── 抜粋
皆既日食が見られた地域ではこのような悲喜こもごもがあったが、ほとんどの人は、その様子はテレビで眺めただけで、自分の目では部分日食を見ようと空を見上げただろう。沖縄、九州、四国などではよく見えたらしい。特に90%まで欠けた沖縄や九州では、辺りが薄暗くなったりと皆既日食にかなり近い体験が出来たという。

首都圏は曇りがちだったが、雲の間から何度か顔を覗かせた。東北や北海道でも欠け方は小さいがよく見えたという。北海道ではゴルフの石川遼プロもプレーの手を止めて日食を観察したとか。

コチラは宇都宮での一枚

greenz/グリーンズ 宇都宮
Creative Commons. Some Rights Reserved. Photo by at_ut

日食そのものはいつの時代も変わらないが、その伝わり方は大きく変化した。最近話題のリアルタイム・ソーシャルメディアであるtwitterは今回も威力を発揮した。各地のtwittererが状況を報告し、写真をアップし、NHKの放送が優れていること、YouTubeに動画がアップされていることなどもいち早く伝達された。LIVE! ECLIPSE 2009が設定したハッシュタグ#eclipse0907も広まって、多くのユーザがこのハッシュタグから情報を得た。

LIVE! ECLIPSE 2009はPCに加えてiPhone向けにもライブ配信を行い、モバイル時代の期待にこたえた。今回はインフラの弱さや人手の少なさが原因で、十分に力を発揮できなかった感はあるが、携帯端末を通じて世界が同時に同じ情報を(動画で)得ることができるという近未来のかたちを示したように思える。

すっかりまとめが長くなってしまったが、今回はなんと言ってもNHKがよかった。NHKも乗り込んでいた船のツアーに参加していた人たちが最も幸運な人たちだったといえるだろうが、NHKはその機会を十分に生かし素晴らしい機材でリアルタイム中継を行った。
────
── 収集データ
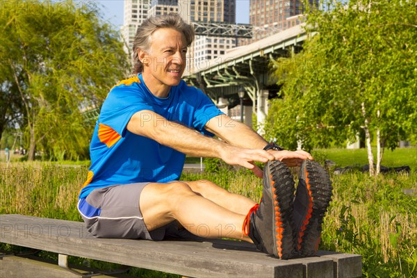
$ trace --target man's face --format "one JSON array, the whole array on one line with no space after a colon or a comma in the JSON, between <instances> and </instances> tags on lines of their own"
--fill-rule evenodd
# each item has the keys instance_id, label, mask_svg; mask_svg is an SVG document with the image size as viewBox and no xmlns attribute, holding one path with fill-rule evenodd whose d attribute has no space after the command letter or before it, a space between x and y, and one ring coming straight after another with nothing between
────
**課題:**
日食についての抜粋で、部分日食が「よく見えた」とされている地域をすべて挙げなさい。

**解答:**
沖縄、九州、四国、東北、北海道